Stored dataset items:
· · · ·

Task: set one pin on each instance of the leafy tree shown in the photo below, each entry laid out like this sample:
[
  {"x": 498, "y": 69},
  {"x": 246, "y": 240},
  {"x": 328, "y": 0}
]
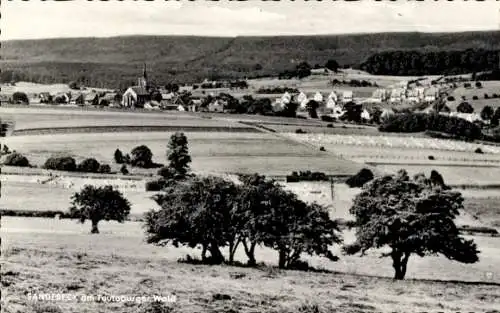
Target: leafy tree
[
  {"x": 124, "y": 170},
  {"x": 496, "y": 117},
  {"x": 359, "y": 179},
  {"x": 104, "y": 169},
  {"x": 465, "y": 107},
  {"x": 142, "y": 157},
  {"x": 74, "y": 85},
  {"x": 20, "y": 97},
  {"x": 97, "y": 204},
  {"x": 487, "y": 113},
  {"x": 178, "y": 154},
  {"x": 332, "y": 65},
  {"x": 411, "y": 217},
  {"x": 312, "y": 106},
  {"x": 64, "y": 163},
  {"x": 119, "y": 157},
  {"x": 89, "y": 165},
  {"x": 303, "y": 70},
  {"x": 269, "y": 215},
  {"x": 195, "y": 212},
  {"x": 16, "y": 159}
]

· · · ·

# [Problem]
Reproduce the data above line for line, leaving out the pictures.

# [Task output]
Task: set one pin on each instance of the leafy tree shown in the photo below, each entry laid out like this sample:
[
  {"x": 498, "y": 69},
  {"x": 246, "y": 240},
  {"x": 328, "y": 0}
]
Target: leafy tree
[
  {"x": 124, "y": 170},
  {"x": 496, "y": 117},
  {"x": 359, "y": 179},
  {"x": 104, "y": 169},
  {"x": 465, "y": 107},
  {"x": 142, "y": 157},
  {"x": 74, "y": 85},
  {"x": 20, "y": 97},
  {"x": 97, "y": 204},
  {"x": 487, "y": 113},
  {"x": 178, "y": 154},
  {"x": 332, "y": 65},
  {"x": 411, "y": 217},
  {"x": 312, "y": 106},
  {"x": 64, "y": 163},
  {"x": 119, "y": 157},
  {"x": 89, "y": 165},
  {"x": 303, "y": 70},
  {"x": 269, "y": 215},
  {"x": 195, "y": 212},
  {"x": 16, "y": 159}
]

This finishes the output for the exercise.